Required task: Give the lines from the one containing "Can you find the graphic" through the end of the items below as a JSON list of strings, one string per line, leaving out blank lines.

Items listed in a dataset
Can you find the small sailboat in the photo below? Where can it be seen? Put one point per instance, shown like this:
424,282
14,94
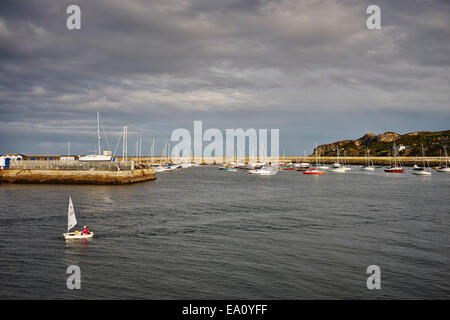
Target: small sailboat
314,169
229,168
337,167
395,168
424,171
72,222
266,169
446,166
369,164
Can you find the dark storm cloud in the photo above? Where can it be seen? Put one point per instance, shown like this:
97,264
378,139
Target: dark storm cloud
158,65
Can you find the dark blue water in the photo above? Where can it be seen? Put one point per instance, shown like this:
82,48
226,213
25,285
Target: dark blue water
203,233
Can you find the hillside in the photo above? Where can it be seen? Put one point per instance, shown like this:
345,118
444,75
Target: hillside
409,144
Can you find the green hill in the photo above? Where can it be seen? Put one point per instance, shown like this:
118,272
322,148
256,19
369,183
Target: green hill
409,145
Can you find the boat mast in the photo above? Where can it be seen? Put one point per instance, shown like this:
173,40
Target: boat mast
98,132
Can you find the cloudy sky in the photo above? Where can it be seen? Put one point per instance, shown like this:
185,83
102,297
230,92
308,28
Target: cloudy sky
310,68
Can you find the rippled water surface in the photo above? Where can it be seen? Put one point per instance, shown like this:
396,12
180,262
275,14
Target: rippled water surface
203,233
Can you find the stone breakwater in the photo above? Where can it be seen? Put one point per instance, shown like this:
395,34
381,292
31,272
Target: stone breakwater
99,177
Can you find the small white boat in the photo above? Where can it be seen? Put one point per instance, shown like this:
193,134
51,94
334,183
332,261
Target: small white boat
338,170
424,171
160,169
265,171
337,167
72,222
369,164
446,166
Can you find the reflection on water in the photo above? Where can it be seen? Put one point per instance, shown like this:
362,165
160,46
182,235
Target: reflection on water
203,233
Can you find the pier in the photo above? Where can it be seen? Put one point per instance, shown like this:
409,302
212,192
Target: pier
75,172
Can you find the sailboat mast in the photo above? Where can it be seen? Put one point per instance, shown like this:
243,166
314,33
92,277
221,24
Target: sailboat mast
98,132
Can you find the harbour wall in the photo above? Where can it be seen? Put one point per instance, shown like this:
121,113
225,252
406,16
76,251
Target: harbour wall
99,177
406,161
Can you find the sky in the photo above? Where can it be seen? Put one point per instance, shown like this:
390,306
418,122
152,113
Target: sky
309,68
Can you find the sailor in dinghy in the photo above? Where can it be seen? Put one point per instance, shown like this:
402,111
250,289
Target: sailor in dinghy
72,222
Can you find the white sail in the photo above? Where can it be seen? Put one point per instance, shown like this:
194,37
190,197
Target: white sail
71,220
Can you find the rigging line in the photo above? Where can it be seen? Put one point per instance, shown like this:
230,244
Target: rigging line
118,141
104,133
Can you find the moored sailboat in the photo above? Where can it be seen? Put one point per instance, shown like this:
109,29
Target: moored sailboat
424,171
72,222
396,168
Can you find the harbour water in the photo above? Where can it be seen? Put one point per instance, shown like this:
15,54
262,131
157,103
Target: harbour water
202,233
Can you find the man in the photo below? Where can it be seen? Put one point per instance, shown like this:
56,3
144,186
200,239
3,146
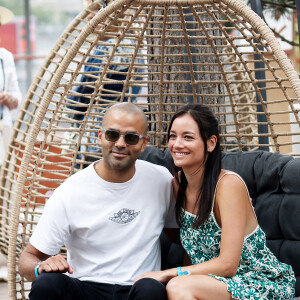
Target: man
110,216
10,95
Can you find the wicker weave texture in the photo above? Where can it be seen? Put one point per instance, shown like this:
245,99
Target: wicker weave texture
175,52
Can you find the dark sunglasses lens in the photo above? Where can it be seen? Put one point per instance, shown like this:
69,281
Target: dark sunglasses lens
131,138
112,135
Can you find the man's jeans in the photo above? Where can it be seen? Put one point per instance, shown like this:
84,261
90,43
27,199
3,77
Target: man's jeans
56,286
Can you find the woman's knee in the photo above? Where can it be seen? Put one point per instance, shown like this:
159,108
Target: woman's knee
176,289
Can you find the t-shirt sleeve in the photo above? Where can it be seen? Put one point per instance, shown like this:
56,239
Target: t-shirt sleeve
53,228
170,220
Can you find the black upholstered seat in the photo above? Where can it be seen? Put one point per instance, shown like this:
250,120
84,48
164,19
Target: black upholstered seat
273,181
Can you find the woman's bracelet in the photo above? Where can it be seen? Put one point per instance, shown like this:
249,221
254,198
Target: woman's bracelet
179,273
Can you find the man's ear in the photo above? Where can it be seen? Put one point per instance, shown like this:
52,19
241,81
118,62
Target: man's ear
211,143
100,132
145,142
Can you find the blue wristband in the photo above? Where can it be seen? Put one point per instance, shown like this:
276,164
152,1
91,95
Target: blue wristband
179,273
36,269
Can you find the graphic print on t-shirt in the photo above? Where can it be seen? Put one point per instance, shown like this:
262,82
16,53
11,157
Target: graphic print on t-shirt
124,216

Exercise solution:
[
  "Can you find the graphic print on t-shirt in the photo above? Where can it be seen? Put one point per instance, shown like this:",
  "262,82",
  "16,53",
  "11,157",
  "Target: graphic print on t-shirt",
  "124,216"
]